* **EXTRACTED RECORDS**:
^^^^^^^^
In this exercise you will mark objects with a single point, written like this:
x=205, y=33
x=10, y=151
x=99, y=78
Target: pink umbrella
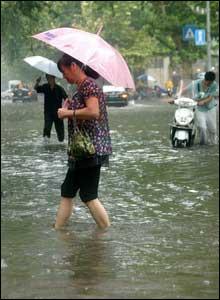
x=91, y=50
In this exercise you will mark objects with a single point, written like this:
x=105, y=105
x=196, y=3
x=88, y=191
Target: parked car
x=24, y=94
x=115, y=96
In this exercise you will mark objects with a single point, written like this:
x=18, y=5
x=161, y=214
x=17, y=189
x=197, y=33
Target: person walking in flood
x=87, y=107
x=54, y=94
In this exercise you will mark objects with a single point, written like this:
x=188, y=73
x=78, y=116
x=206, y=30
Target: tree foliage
x=141, y=30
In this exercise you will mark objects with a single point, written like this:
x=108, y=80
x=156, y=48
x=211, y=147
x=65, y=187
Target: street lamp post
x=209, y=63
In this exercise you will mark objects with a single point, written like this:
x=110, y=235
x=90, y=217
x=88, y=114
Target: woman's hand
x=64, y=113
x=66, y=103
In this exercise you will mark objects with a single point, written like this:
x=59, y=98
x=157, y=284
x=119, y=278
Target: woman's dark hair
x=210, y=76
x=66, y=60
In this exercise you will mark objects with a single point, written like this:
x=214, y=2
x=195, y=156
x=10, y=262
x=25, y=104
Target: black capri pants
x=86, y=180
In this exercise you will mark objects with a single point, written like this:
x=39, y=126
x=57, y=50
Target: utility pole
x=209, y=63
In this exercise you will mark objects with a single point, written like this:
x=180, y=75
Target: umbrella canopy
x=44, y=64
x=91, y=50
x=146, y=77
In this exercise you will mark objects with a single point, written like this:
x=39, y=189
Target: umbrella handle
x=100, y=29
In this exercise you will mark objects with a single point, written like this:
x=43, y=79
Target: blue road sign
x=189, y=32
x=200, y=37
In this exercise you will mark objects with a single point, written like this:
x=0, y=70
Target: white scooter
x=183, y=128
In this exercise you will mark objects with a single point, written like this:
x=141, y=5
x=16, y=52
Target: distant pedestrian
x=54, y=94
x=204, y=92
x=176, y=79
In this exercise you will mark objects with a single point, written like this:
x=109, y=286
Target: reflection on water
x=163, y=204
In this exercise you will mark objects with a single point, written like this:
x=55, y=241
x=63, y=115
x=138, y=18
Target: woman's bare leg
x=99, y=213
x=64, y=212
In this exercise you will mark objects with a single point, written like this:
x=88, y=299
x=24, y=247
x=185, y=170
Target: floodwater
x=163, y=205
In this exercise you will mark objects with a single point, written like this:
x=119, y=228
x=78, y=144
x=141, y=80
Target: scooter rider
x=204, y=92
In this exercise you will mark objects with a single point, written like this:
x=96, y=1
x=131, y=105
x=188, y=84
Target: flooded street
x=163, y=205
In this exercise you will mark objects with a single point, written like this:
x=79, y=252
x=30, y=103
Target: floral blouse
x=98, y=130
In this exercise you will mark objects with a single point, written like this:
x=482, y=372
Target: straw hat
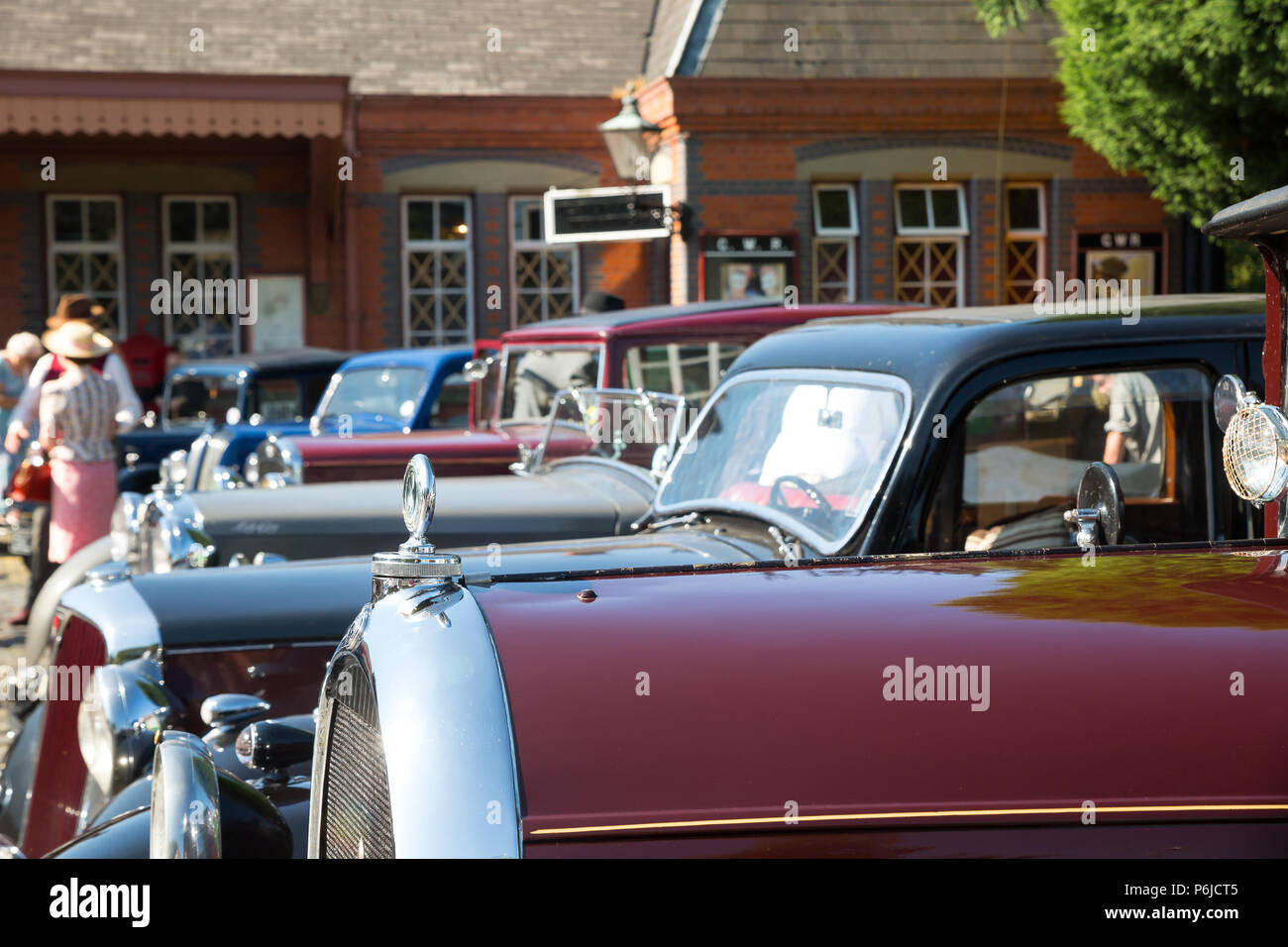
x=76, y=339
x=73, y=305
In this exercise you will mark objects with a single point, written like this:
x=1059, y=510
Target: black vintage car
x=928, y=432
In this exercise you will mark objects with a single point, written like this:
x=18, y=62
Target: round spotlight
x=1254, y=453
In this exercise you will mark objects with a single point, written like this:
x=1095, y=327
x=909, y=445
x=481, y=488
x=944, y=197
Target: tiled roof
x=546, y=47
x=423, y=47
x=846, y=39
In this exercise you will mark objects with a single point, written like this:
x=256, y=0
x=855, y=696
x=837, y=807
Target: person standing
x=77, y=425
x=71, y=308
x=20, y=355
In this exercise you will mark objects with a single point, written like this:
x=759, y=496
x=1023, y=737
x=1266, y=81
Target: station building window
x=930, y=232
x=437, y=270
x=836, y=230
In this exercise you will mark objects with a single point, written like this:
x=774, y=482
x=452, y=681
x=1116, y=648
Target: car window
x=1024, y=449
x=692, y=369
x=533, y=376
x=806, y=454
x=197, y=398
x=389, y=390
x=452, y=406
x=277, y=399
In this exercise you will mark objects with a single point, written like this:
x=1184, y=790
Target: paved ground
x=13, y=591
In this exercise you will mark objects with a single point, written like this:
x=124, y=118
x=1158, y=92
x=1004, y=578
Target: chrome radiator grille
x=356, y=817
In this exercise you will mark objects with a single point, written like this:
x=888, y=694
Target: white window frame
x=545, y=247
x=170, y=247
x=410, y=247
x=853, y=230
x=835, y=234
x=88, y=247
x=931, y=231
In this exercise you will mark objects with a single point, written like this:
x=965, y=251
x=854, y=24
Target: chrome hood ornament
x=416, y=562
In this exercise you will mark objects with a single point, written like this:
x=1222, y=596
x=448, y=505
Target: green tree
x=1193, y=94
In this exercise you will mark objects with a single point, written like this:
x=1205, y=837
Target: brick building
x=380, y=167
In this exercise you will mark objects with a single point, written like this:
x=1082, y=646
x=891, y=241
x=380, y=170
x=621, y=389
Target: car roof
x=428, y=356
x=290, y=360
x=648, y=320
x=928, y=346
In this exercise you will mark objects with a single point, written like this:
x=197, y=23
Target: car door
x=1017, y=453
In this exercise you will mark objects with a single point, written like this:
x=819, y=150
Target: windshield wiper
x=647, y=521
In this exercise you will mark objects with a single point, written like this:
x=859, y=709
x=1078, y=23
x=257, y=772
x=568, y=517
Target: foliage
x=1193, y=94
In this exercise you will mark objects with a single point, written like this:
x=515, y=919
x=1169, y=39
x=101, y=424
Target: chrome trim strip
x=445, y=720
x=128, y=624
x=825, y=547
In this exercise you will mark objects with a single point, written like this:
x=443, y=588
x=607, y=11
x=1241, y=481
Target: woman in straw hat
x=71, y=308
x=77, y=424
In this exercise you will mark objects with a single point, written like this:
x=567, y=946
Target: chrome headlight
x=275, y=463
x=172, y=472
x=125, y=527
x=120, y=715
x=175, y=536
x=1254, y=449
x=250, y=470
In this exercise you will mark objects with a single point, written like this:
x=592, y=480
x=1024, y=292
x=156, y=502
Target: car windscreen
x=197, y=398
x=806, y=454
x=533, y=376
x=381, y=390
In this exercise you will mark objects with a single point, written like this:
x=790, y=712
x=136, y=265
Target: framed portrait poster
x=278, y=321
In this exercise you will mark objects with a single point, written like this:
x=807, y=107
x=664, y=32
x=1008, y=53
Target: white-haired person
x=17, y=359
x=22, y=424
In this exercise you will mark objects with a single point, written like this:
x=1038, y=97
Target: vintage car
x=591, y=491
x=681, y=350
x=278, y=389
x=777, y=470
x=397, y=390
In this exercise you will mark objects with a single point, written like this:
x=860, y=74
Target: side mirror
x=1099, y=514
x=273, y=746
x=527, y=463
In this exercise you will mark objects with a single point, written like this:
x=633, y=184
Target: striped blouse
x=80, y=411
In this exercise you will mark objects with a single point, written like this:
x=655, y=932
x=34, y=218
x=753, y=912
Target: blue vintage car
x=375, y=392
x=277, y=389
x=397, y=390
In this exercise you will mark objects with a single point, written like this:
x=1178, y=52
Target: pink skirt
x=81, y=501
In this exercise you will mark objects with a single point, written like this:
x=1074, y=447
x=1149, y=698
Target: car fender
x=65, y=577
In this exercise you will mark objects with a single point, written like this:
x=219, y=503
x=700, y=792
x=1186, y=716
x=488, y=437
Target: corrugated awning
x=55, y=105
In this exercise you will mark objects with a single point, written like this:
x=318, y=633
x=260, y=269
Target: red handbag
x=31, y=480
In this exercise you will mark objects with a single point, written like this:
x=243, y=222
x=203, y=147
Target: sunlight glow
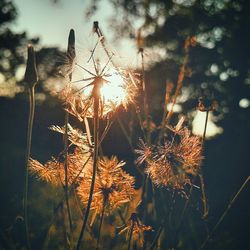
x=113, y=91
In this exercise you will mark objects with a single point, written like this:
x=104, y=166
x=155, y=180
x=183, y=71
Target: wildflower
x=113, y=187
x=113, y=86
x=53, y=170
x=205, y=104
x=144, y=152
x=136, y=229
x=174, y=163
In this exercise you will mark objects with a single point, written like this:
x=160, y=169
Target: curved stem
x=130, y=235
x=95, y=160
x=225, y=212
x=100, y=226
x=26, y=180
x=66, y=192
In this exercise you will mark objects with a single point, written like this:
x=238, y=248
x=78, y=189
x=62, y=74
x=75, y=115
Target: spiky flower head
x=53, y=170
x=113, y=186
x=173, y=163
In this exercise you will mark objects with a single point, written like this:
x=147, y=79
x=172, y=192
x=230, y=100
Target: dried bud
x=205, y=105
x=140, y=41
x=30, y=76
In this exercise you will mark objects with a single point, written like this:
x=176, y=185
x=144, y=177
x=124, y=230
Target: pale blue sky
x=52, y=22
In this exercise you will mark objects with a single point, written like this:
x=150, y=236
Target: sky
x=52, y=22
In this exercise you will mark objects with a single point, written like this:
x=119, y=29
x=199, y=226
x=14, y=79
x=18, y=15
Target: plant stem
x=225, y=212
x=130, y=235
x=158, y=234
x=100, y=226
x=26, y=180
x=205, y=127
x=96, y=94
x=204, y=198
x=66, y=192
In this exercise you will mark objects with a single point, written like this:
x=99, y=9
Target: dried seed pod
x=30, y=76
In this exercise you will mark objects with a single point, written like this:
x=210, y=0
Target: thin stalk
x=66, y=192
x=26, y=180
x=96, y=94
x=145, y=101
x=100, y=226
x=126, y=135
x=204, y=198
x=157, y=236
x=64, y=229
x=205, y=128
x=71, y=57
x=225, y=212
x=130, y=235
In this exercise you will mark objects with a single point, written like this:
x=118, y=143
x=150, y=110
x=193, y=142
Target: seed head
x=30, y=76
x=113, y=186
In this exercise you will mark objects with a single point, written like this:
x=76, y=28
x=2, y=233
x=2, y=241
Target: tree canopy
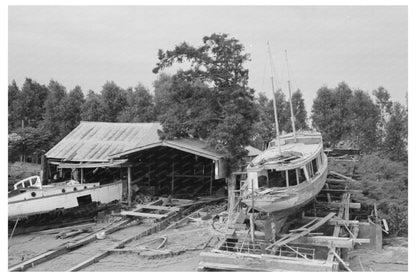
x=216, y=79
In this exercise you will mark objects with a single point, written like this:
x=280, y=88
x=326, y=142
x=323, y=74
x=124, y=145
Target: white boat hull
x=60, y=197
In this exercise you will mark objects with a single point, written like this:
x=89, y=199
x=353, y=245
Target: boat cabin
x=288, y=170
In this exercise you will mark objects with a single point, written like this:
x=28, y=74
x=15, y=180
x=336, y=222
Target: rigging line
x=264, y=75
x=289, y=73
x=273, y=70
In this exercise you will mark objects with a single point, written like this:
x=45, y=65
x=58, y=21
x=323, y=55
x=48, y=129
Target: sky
x=365, y=46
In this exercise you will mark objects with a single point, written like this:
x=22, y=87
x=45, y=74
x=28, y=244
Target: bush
x=385, y=183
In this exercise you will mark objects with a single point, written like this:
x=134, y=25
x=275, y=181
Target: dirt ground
x=186, y=244
x=393, y=257
x=191, y=238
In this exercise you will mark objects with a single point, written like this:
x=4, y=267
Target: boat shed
x=133, y=152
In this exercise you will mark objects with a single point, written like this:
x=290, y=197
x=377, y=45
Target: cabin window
x=277, y=178
x=27, y=183
x=262, y=181
x=310, y=170
x=301, y=175
x=318, y=158
x=314, y=166
x=84, y=200
x=292, y=177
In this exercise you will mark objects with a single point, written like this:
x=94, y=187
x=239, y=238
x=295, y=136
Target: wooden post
x=210, y=180
x=43, y=171
x=129, y=185
x=231, y=193
x=173, y=178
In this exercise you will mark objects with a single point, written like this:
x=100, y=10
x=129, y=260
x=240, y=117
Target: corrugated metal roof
x=96, y=141
x=194, y=146
x=252, y=151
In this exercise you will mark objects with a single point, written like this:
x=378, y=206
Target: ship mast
x=292, y=117
x=274, y=103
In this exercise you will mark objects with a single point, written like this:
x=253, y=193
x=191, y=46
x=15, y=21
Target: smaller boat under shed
x=133, y=152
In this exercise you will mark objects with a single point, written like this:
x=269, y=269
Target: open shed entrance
x=164, y=171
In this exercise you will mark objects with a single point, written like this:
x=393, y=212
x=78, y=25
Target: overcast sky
x=365, y=46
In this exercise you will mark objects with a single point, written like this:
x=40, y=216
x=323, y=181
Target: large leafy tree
x=140, y=106
x=27, y=106
x=364, y=116
x=330, y=113
x=395, y=144
x=219, y=64
x=93, y=108
x=71, y=106
x=13, y=97
x=114, y=99
x=299, y=110
x=162, y=86
x=55, y=110
x=384, y=105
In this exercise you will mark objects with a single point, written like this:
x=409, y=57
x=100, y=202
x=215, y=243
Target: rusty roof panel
x=95, y=141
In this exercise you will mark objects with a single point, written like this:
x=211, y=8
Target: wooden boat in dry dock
x=287, y=175
x=30, y=197
x=282, y=181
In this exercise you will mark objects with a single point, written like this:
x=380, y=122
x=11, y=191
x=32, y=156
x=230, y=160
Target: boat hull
x=63, y=197
x=296, y=198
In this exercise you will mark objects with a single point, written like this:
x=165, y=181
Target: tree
x=55, y=110
x=114, y=99
x=93, y=108
x=331, y=115
x=27, y=141
x=322, y=117
x=364, y=118
x=71, y=106
x=395, y=144
x=140, y=106
x=299, y=113
x=191, y=111
x=27, y=107
x=384, y=105
x=263, y=130
x=219, y=64
x=13, y=97
x=162, y=86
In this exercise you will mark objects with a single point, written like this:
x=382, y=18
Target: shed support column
x=231, y=194
x=129, y=186
x=173, y=178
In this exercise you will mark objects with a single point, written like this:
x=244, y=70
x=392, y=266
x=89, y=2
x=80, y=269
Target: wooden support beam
x=294, y=236
x=90, y=261
x=139, y=207
x=249, y=262
x=50, y=254
x=337, y=205
x=329, y=241
x=147, y=215
x=332, y=221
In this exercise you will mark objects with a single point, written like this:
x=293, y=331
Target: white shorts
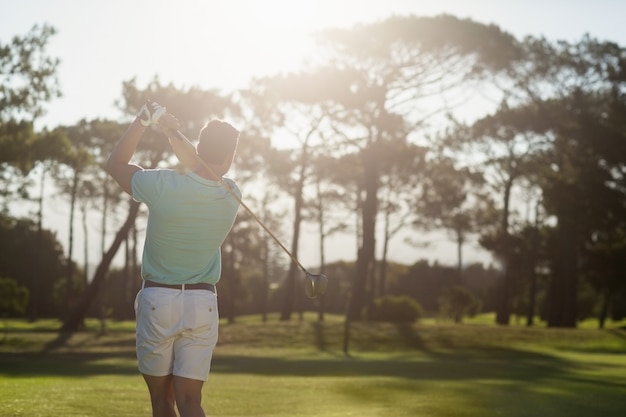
x=176, y=332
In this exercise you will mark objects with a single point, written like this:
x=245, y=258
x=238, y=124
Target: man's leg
x=161, y=394
x=188, y=394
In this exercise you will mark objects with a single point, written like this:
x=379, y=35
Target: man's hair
x=217, y=140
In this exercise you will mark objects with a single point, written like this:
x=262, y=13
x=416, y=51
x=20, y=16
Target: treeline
x=394, y=129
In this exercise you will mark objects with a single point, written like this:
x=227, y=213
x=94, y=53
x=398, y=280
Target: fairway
x=297, y=369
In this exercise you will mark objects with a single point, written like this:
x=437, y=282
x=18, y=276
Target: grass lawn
x=298, y=369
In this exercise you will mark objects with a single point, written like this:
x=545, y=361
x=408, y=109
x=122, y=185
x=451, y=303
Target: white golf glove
x=150, y=113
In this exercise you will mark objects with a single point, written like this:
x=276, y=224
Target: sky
x=224, y=44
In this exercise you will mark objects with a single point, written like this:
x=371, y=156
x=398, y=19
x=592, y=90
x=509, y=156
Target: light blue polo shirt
x=188, y=219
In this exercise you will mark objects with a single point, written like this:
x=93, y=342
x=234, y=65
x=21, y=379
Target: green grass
x=297, y=369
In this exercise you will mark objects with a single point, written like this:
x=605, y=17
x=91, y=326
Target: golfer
x=189, y=216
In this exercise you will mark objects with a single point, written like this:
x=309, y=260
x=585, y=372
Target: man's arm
x=184, y=150
x=118, y=164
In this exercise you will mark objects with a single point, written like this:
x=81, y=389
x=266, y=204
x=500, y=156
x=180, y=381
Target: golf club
x=315, y=284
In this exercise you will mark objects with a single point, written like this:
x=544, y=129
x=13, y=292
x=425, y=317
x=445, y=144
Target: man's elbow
x=110, y=166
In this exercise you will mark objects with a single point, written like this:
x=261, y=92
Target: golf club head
x=315, y=285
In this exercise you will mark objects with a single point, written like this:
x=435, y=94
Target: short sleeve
x=145, y=186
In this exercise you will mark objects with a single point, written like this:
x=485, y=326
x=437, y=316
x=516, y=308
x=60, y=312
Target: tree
x=21, y=240
x=384, y=75
x=458, y=302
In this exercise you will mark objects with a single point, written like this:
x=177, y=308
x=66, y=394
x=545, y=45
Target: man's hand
x=150, y=113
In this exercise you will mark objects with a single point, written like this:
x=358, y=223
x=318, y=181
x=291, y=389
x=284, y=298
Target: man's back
x=189, y=218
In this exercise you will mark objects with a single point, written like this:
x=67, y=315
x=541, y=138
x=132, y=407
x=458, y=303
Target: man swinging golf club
x=189, y=216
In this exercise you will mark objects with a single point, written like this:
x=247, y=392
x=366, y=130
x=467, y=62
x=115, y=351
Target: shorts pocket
x=201, y=310
x=154, y=311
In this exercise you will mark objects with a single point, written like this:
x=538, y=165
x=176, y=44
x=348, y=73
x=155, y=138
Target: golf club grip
x=180, y=136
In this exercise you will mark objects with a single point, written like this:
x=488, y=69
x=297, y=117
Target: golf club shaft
x=176, y=134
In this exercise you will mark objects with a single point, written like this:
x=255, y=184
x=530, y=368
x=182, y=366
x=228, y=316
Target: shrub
x=395, y=309
x=457, y=302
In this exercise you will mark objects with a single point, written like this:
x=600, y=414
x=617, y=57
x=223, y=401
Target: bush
x=395, y=309
x=457, y=302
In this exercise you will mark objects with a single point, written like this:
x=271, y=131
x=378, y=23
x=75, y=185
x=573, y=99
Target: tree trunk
x=367, y=251
x=503, y=306
x=290, y=283
x=77, y=314
x=69, y=283
x=563, y=291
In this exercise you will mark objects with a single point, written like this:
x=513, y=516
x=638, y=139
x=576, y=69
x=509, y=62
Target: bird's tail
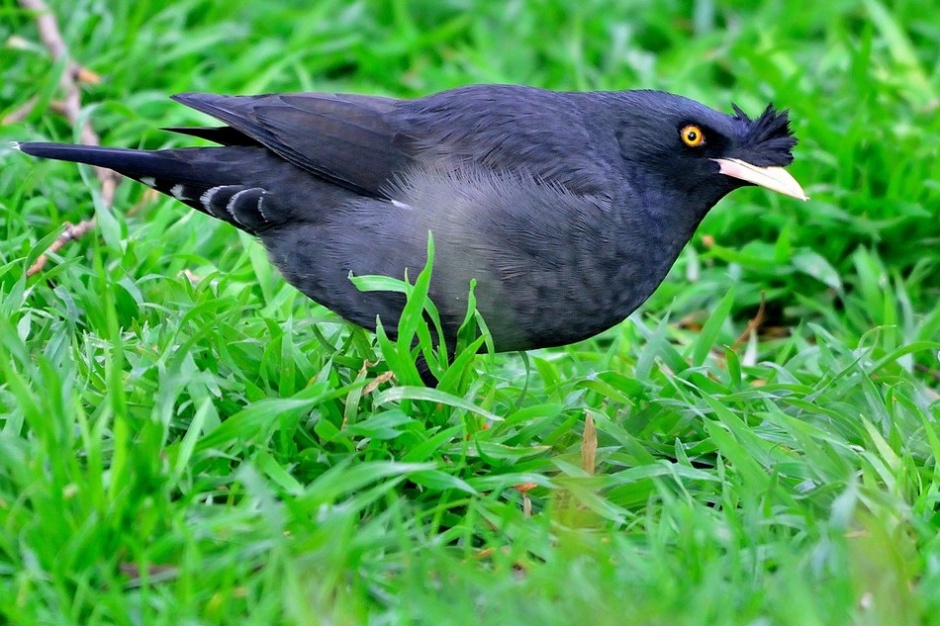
x=197, y=177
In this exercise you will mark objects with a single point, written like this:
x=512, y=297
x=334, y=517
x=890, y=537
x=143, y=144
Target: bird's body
x=568, y=209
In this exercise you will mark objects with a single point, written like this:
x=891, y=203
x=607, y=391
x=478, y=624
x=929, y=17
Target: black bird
^^^^^^^^
* **STATED PROBLEM**: Gather every line from the material above that contains the word "foliage" and copy each of those lines in full.

* **FULL ANSWER**:
Target: tree foliage
Target: foliage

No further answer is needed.